▸ **ЗАДАНИЯ**:
1/ В каком произведении А. К. Толстого, согласно отрывку о бранной лексике в литературе, встречается редкий случай передачи сконцентрированной брани ради юмористического эффекта?
2/ Выведите дословно фрагмент отрывка о бранной лексике: всё от «Передавали в печати» и ниже, вплоть до «другими нашими современниками.».

▸ **ПРЕДОСТАВЛЕННЫЙ ОТРЫВОК**:
◇ ◇ ◇

А возле стоит жена и говорит ему:—Уймись, безбожная твоя душа! Уймись, истукан, ирод, наказание моё!» («Свадьба»).

Передавали в печати недозволенные слова точками или различными эвфемизмами, намёками (ср. передачу брани капитана-исправ- ника в главе VII гоголевских «Мёртвых душ»). Большим мастером таких намёков был, напр., Салтыков-Щедрин. Редкий случай передачи сконцентрированной брани в целях юмористического эффекта («Кабы только не этот мой девичий стыд, Что иного словца мне сказать не велит, Я тебя, прощелыгу, нахала, И не так бы ещё изругала...») находим в «Потоке-богатыре» А. К. Толстого. Изредка прибегая к точкам, брань передавал в интересах жизненности даже Л. Толстой. Казалось бы, грубую фразеологию должен был разрешить себе введший в литературу босяка Максим Горький; художественный такт, однако, удержал его в тех границах, которые не всегда соблюдаются другими нашими современниками.

Заслуживает внимания один факт, относящийся к составу русской бранной лекСики,— в ней оказывается немало иностранных западноевропейских слов, приобщение к которым шло, видимо, через посредство дворянской верхушки; ср.: бестия, каналья, шельма, шарлатан, шалопай и под.

◇ ◇ ◇

Записи данных:
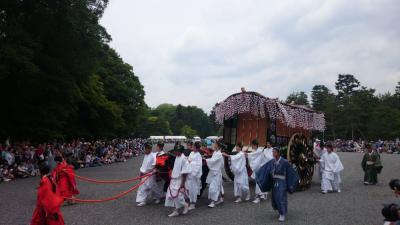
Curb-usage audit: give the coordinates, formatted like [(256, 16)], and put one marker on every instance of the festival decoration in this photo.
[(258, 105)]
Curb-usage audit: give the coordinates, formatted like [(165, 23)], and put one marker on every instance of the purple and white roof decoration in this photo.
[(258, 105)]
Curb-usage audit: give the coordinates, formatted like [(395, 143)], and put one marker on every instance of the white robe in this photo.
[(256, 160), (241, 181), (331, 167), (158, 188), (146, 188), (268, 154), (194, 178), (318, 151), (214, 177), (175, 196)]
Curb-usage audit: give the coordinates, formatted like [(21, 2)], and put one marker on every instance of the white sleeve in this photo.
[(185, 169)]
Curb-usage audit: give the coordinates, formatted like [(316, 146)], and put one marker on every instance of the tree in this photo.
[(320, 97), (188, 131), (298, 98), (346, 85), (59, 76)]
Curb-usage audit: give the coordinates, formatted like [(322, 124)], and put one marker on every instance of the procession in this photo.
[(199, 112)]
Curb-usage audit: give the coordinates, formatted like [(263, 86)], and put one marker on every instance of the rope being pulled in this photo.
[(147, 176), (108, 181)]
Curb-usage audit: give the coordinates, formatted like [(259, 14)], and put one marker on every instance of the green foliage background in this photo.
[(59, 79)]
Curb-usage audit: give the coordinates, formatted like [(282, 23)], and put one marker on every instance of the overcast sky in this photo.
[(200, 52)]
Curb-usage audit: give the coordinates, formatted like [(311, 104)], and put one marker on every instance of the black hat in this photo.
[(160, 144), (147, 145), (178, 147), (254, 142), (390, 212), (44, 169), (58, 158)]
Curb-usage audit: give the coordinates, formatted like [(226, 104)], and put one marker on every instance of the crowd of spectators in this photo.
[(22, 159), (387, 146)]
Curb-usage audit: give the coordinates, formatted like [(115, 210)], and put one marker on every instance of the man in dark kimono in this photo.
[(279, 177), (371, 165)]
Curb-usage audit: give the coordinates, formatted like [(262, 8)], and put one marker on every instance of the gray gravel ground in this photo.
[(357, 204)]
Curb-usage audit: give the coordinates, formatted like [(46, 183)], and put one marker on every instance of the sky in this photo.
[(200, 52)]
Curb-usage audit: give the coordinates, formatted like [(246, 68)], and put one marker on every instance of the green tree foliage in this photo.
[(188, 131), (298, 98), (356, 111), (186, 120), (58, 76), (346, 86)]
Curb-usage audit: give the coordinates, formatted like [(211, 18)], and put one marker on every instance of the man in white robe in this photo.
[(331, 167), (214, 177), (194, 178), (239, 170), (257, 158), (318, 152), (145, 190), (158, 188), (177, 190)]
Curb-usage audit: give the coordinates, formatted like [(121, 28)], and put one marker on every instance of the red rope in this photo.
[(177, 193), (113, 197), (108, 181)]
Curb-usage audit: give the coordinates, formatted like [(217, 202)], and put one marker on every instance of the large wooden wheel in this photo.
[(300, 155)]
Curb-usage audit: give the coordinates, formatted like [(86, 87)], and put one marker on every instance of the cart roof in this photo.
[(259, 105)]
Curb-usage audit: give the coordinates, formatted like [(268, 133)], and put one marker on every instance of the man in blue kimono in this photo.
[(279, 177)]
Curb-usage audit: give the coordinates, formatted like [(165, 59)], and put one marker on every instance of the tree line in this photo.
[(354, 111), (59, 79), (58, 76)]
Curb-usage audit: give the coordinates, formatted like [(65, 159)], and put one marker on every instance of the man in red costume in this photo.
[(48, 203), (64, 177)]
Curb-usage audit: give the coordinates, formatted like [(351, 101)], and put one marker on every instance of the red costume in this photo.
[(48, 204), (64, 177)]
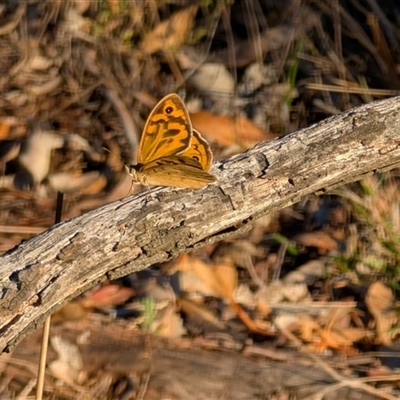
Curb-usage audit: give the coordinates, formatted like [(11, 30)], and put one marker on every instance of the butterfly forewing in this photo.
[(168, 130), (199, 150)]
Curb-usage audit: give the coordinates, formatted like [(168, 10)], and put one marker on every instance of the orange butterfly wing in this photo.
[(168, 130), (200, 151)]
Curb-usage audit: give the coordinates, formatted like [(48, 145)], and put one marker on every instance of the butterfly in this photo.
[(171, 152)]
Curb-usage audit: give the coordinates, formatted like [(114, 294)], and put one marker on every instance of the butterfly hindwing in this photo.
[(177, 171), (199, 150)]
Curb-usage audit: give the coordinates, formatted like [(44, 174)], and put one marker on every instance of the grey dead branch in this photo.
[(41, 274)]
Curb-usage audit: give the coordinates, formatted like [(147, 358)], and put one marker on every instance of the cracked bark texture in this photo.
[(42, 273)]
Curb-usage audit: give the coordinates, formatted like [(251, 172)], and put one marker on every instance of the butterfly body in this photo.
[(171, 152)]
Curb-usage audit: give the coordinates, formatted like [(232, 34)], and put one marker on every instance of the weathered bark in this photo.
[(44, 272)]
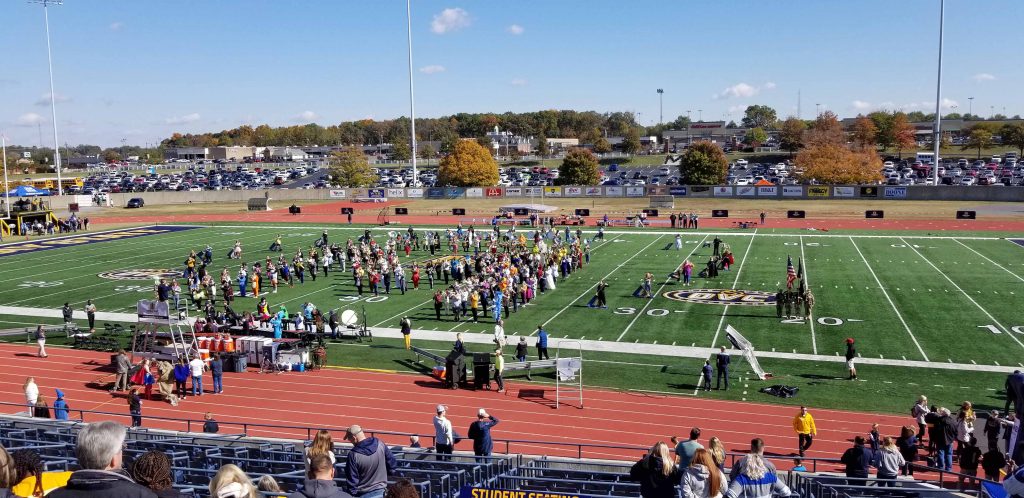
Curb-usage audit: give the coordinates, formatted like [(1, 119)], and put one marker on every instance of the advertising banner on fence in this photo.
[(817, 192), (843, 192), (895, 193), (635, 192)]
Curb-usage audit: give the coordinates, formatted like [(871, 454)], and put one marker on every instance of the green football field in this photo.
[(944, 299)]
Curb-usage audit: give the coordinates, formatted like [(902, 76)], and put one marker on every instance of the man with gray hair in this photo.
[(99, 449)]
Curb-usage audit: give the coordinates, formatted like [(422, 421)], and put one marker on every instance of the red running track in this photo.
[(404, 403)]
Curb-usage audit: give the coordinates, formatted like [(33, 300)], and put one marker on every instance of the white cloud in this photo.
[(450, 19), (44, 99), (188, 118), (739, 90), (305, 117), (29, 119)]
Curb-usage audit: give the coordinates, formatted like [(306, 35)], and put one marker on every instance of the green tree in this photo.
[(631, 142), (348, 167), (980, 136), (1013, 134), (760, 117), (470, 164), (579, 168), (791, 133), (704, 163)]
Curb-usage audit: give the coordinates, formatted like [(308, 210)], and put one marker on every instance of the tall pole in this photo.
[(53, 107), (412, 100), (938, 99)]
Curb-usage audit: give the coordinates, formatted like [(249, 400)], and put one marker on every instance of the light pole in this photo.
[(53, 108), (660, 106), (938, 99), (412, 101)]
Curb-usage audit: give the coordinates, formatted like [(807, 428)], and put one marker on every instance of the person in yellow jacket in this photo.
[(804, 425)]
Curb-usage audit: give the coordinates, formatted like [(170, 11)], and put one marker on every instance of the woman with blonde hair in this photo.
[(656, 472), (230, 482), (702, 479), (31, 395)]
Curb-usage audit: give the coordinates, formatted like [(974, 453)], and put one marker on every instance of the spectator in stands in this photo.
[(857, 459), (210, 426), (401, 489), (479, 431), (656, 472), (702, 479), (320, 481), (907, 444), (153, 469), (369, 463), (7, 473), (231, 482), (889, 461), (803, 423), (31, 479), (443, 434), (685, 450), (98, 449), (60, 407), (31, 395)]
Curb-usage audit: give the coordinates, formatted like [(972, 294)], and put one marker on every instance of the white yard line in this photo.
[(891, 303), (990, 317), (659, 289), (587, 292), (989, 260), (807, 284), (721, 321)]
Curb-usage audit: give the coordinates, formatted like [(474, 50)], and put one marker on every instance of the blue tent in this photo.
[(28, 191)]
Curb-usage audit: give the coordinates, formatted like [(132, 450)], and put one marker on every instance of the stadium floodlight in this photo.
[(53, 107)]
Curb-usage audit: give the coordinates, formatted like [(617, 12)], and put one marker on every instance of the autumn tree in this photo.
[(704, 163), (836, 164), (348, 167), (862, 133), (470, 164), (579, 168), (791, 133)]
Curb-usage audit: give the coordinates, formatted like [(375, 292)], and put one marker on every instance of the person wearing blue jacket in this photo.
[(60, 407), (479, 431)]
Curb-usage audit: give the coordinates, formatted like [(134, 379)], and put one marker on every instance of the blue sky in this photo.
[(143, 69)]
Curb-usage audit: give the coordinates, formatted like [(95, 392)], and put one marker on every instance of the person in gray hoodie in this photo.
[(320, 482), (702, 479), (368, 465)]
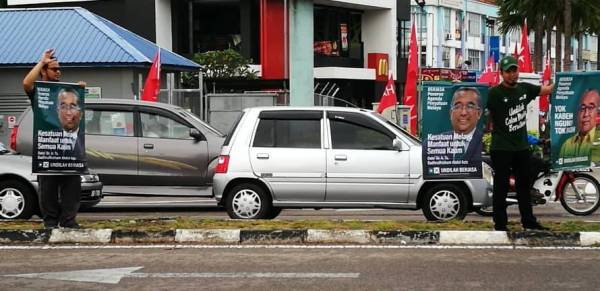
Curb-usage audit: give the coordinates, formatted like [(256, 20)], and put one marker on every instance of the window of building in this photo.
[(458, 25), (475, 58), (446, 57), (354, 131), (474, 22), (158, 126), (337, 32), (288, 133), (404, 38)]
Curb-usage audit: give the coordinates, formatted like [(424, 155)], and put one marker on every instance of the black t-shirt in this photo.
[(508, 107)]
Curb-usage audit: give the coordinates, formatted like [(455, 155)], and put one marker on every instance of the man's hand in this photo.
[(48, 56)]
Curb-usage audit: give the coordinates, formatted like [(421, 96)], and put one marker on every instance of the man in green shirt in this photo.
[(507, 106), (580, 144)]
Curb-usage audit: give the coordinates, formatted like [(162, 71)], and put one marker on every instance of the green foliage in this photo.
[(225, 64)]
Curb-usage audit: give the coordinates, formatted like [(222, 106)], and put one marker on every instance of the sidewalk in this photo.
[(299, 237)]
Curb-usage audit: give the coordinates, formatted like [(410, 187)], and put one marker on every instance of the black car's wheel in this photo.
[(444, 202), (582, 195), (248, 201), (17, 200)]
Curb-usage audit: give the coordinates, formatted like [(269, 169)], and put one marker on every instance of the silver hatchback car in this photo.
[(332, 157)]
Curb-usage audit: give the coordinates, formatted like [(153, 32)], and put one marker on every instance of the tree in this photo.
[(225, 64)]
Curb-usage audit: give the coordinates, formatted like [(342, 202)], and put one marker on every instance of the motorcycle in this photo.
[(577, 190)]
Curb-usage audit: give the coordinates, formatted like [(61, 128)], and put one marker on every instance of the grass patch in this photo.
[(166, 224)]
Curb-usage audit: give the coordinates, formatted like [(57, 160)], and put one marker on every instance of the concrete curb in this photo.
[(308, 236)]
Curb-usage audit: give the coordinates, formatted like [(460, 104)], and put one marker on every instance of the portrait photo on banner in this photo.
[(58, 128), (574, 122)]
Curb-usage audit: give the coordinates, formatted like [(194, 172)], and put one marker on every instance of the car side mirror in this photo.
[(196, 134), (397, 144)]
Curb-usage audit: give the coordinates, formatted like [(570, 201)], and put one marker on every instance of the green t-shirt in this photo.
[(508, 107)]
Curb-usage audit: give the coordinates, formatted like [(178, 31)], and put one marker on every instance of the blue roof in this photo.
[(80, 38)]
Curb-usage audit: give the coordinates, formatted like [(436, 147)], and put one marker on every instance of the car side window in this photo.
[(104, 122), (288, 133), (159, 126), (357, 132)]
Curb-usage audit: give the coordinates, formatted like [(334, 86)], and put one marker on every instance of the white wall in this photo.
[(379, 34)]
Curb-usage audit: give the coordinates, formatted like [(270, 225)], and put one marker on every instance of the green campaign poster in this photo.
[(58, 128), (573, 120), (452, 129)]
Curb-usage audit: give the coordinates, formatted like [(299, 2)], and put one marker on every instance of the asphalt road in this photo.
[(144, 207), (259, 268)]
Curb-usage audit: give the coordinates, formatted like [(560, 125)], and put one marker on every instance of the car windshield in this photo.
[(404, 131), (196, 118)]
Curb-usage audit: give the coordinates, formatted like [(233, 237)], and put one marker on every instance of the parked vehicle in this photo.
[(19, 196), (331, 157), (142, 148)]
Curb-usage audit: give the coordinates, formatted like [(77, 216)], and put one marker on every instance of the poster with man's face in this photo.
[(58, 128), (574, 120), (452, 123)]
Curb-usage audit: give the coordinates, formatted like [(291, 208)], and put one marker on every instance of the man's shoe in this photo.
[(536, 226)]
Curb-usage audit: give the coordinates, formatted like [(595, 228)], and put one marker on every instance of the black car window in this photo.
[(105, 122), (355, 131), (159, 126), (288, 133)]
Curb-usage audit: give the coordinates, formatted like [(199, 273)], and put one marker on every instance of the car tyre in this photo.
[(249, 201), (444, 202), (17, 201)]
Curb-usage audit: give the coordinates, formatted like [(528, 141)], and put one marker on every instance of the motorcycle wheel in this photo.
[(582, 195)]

◇ ◇ ◇

▸ **РЕЗУЛЬТАТЫ ЗАДАНИЙ**:
1/ В «Потоке-богатыре».

2/
Передавали в печати недозволенные слова точками или различными эвфемизмами, намёками (ср. передачу брани капитана-исправ- ника в главе VII гоголевских «Мёртвых душ»). Большим мастером таких намёков был, напр., Салтыков-Щедрин. Редкий случай передачи сконцентрированной брани в целях юмористического эффекта («Кабы только не этот мой девичий стыд, Что иного словца мне сказать не велит, Я тебя, прощелыгу, нахала, И не так бы ещё изругала...») находим в «Потоке-богатыре» А. К. Толстого. Изредка прибегая к точкам, брань передавал в интересах жизненности даже Л. Толстой. Казалось бы, грубую фразеологию должен был разрешить себе введший в литературу босяка Максим Горький; художественный такт, однако, удержал его в тех границах, которые не всегда соблюдаются другими нашими современниками.